§ Objetivo:
Responda às perguntas abaixo com base na crítica sobre o filme Laura.
(a) De qual diretor Laura é apontado como um dos filmes que representam a essência de sua visão?
(b) Em que ano o filme foi produzido e qual ator interpreta o detetive Mark McPherson?
(c) De qual gênero o filme é considerado um dos mais importantes exemplares?

++++ Trecho fornecido

Mais do que a surpreendente trama e as boas atuações, é a direção de Preminger que prevalece, neste que é provavelmente seu melhor filme.

9,0

Nem mesmo os maiores diretores de todos os tempos conseguem manter uma carreira sempre em alto nível. De John Ford a David Fincher, cineastas de todas origens e épocas inevitavelmente constroem suas carreiras com altos e baixos. Sempre, porém, há aqueles filmes que representam a essência da visão do diretor. São os trabalhos nos quais os cineastas atingem seu ápice criativo e conseguem, mais do que realizar uma obra-prima cinematográfica, combinar de forma impecável os elementos que formam a sua noção de cinema. No caso de Otto Preminger, Laura é definitivamente um destes filmes.

Produzido em 1944, a partir do livro de Vera Caspary, Laura conta a história do detetive Mark McPherson, interpretado por Dana Andrews. Ele é o responsável pela investigação do assassinato de Laura Hutton (Gene Tierney), uma moça de 22 anos morta com uma espingarda em seu próprio apartamento. Enquanto descobre mais sobre a vida da vítima, o detetive começa a formar a sua lista de suspeitos, da qual fazem parte o noivo de Laura, um amigo apaixonado por ela e uma mulher com ciúmes. Mais do que isso, o próprio detetive acaba se apaixonando pela morta, dificultando a situação. As coisas se complicam ainda mais quando acontece uma grande reviravolta no caso.

Aproximadamente sessenta e seis anos após o seu lançamento, Laura é considerado um verdadeiro clássico do cinema e um dos mais importantes exemplares do filme noir. Não é o primeiro e provavelmente também não seja o melhor, mas carrega diversas características do gênero e, ainda hoje, funciona maravilhosamente bem tanto como uma obra de mistério quanto como uma história sobre a obsessão e as relações humanas. Mais do que isso, em sua brilhante execução e técnica, Laura expõe a imensa capacidade de Otto Preminger como contador de histórias – não à toa, Laura foi o filme que o colocou definitivamente no panteão dos diretores hollywoodianos na metade do século.

++++++++
++++ Material fornecido

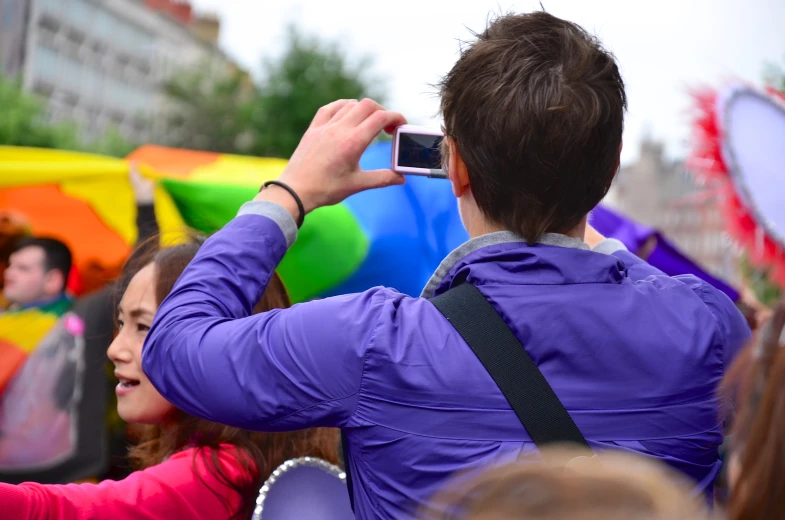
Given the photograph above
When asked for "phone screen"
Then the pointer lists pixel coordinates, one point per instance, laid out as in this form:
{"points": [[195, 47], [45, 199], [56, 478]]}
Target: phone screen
{"points": [[420, 151]]}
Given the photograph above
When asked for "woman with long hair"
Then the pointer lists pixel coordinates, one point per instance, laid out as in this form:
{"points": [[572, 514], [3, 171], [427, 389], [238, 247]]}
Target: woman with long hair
{"points": [[186, 467], [756, 385]]}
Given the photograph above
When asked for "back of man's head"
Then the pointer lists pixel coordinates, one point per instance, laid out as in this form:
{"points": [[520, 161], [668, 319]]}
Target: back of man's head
{"points": [[38, 270], [535, 107]]}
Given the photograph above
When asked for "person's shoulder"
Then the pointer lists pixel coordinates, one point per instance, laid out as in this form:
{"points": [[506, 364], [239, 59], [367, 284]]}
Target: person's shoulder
{"points": [[731, 323]]}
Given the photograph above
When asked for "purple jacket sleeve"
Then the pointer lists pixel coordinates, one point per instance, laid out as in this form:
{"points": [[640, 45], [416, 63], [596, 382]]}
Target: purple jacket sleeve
{"points": [[280, 370]]}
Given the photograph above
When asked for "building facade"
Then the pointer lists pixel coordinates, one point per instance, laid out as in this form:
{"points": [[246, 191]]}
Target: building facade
{"points": [[104, 63], [664, 195]]}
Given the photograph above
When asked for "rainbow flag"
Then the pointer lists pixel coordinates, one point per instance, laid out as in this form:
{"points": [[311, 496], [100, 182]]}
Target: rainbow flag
{"points": [[395, 236]]}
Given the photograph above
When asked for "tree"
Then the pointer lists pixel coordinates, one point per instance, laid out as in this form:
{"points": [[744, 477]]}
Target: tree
{"points": [[23, 121], [233, 115], [767, 292], [309, 74], [209, 114]]}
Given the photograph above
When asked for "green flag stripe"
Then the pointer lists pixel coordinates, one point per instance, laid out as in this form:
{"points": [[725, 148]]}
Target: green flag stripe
{"points": [[329, 248]]}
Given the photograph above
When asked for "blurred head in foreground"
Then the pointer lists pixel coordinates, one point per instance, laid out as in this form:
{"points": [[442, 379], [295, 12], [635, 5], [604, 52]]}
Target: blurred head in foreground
{"points": [[568, 484]]}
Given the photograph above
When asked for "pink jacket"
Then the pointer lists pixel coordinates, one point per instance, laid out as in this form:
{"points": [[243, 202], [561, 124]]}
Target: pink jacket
{"points": [[169, 490]]}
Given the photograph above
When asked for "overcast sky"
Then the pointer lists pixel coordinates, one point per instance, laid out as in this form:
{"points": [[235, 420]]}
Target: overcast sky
{"points": [[664, 47]]}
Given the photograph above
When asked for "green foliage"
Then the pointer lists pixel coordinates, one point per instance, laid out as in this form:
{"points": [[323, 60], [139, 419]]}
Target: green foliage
{"points": [[219, 114], [767, 292], [233, 115], [23, 121], [308, 75], [209, 113]]}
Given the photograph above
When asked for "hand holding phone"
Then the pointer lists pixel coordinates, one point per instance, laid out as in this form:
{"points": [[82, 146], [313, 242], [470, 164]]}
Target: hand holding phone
{"points": [[417, 151]]}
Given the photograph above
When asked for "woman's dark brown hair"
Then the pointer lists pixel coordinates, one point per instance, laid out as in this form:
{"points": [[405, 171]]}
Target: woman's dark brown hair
{"points": [[259, 453], [568, 484], [756, 383]]}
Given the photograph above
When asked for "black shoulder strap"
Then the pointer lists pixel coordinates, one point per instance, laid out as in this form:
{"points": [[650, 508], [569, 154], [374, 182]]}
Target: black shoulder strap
{"points": [[510, 366]]}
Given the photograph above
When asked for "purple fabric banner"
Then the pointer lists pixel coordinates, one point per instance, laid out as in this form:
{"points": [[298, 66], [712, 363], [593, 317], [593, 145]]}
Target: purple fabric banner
{"points": [[664, 256]]}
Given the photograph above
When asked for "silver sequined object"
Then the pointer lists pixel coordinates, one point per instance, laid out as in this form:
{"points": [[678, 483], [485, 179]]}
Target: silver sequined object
{"points": [[289, 465]]}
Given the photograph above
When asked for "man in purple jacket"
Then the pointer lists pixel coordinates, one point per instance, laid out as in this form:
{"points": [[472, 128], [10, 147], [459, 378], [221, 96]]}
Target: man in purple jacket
{"points": [[533, 116]]}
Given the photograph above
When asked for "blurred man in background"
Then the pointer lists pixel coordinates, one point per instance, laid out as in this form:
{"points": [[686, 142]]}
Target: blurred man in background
{"points": [[37, 274]]}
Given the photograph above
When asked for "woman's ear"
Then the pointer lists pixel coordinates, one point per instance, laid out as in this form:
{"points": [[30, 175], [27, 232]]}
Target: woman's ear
{"points": [[456, 169]]}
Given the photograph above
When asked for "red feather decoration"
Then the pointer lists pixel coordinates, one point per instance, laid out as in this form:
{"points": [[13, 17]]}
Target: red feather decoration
{"points": [[707, 162]]}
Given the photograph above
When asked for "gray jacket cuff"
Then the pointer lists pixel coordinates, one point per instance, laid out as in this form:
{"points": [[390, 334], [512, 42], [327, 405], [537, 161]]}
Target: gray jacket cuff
{"points": [[274, 212], [608, 246]]}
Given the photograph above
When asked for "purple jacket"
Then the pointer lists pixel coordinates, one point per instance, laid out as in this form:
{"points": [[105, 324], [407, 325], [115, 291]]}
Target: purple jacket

++++++++

§ Resultado da tarefa:
(a) Otto Preminger.
(b) Em 1944, e o detetive é interpretado por Dana Andrews.
(c) Do filme noir.